*** SOURCE PASSAGE ***

This opinion will be unpublished and

may not be cited except as provided by

Minn. Stat. § 480A.08, subd. 3 (2000).

 

STATE OF MINNESOTA

IN COURT OF APPEALS

C5-00-1438

 

 

State of Minnesota,

Respondent,

 

vs.

 

Lowell Norbert Rolfzen,

Appellant.

 

 

Filed July 3, 2001

Affirmed; motion granted
Foley, Judge
*

 

Wright County District Court

File No. K6992847

 

 

Mike Hatch, Attorney General, David S. Voigt, Assistant Attorney General, 525 Park Street, Suite 500, St. Paul, MN 55103; and

 

Thomas N. Kelly, Wright County Attorney, 150 Government Center, 10 Northwest Second Street, Buffalo, MN 55313-1193 (for respondent)

 

Christine Funk, 106 South Main Street, Stillwater, MN 55082 (for appellant)

 

            Considered and decided by Amundson, Presiding Judge, Foley, Judge, and Huspeni, Judge.*


U N P U B L I S H E D   O P I N I O N

FOLEY, Judge

            In November 1999, appellant Lowell Rolfzen was charged with two counts of first-degree criminal sexual conduct: one with a victim under the age of 13 and the other as a perpetrator in a position of authority.  A jury found appellant guilty of the charge of criminal sexual conduct as a perpetrator in a position of authority and the trial court sentenced him to 86 months in prison.  On appeal, appellant claims that reversible error occurred because (1) the state improperly addressed the victim during trial, (2) the trial court inappropriately instructed the jury on appellant’s failure to testify, and (3) a juror allegedly fell asleep during closing arguments and the trial court did not examine the juror.  We affirm the conviction.

*** SUPPLIED DATA ***

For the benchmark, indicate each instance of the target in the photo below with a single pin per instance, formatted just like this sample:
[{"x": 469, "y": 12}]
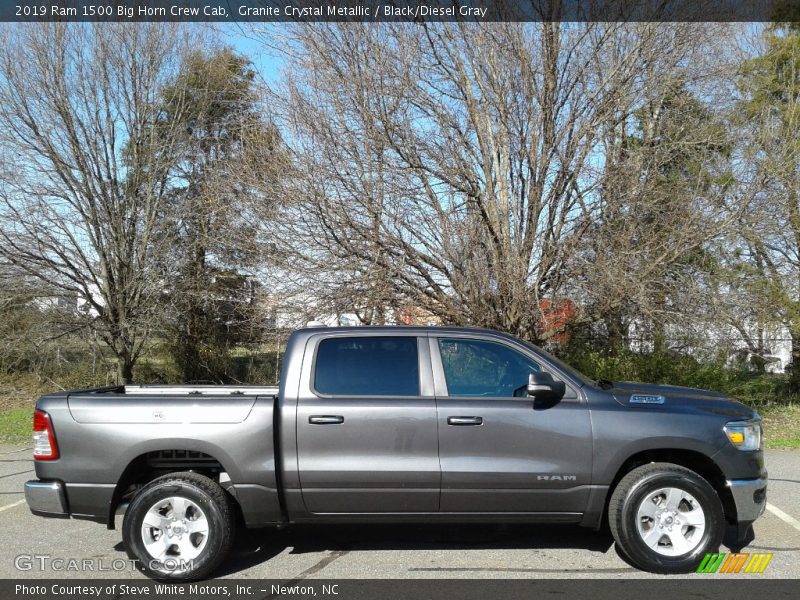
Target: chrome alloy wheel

***

Condense the paragraph of the court opinion that begins "In November 1999, appellant Lowell Rolfzen was charged" into a short bulleted list that keeps its main facts.

▸ **ANSWER FOR THE TASK**:
- November 1999: Lowell Rolfzen was charged with two counts of first-degree criminal sexual conduct. One count involved a victim under 13, and the other involved a perpetrator in a position of authority.
- A jury convicted him on the position-of-authority count, and the trial court sentenced him to 86 months in prison.
- On appeal, he claimed reversible error on three grounds:
  - The state improperly addressed the victim during trial.
  - The jury was given an inappropriate instruction on his failure to testify.
  - A juror allegedly fell asleep during closing arguments, and the trial court did not examine the juror.
- The court affirmed the conviction.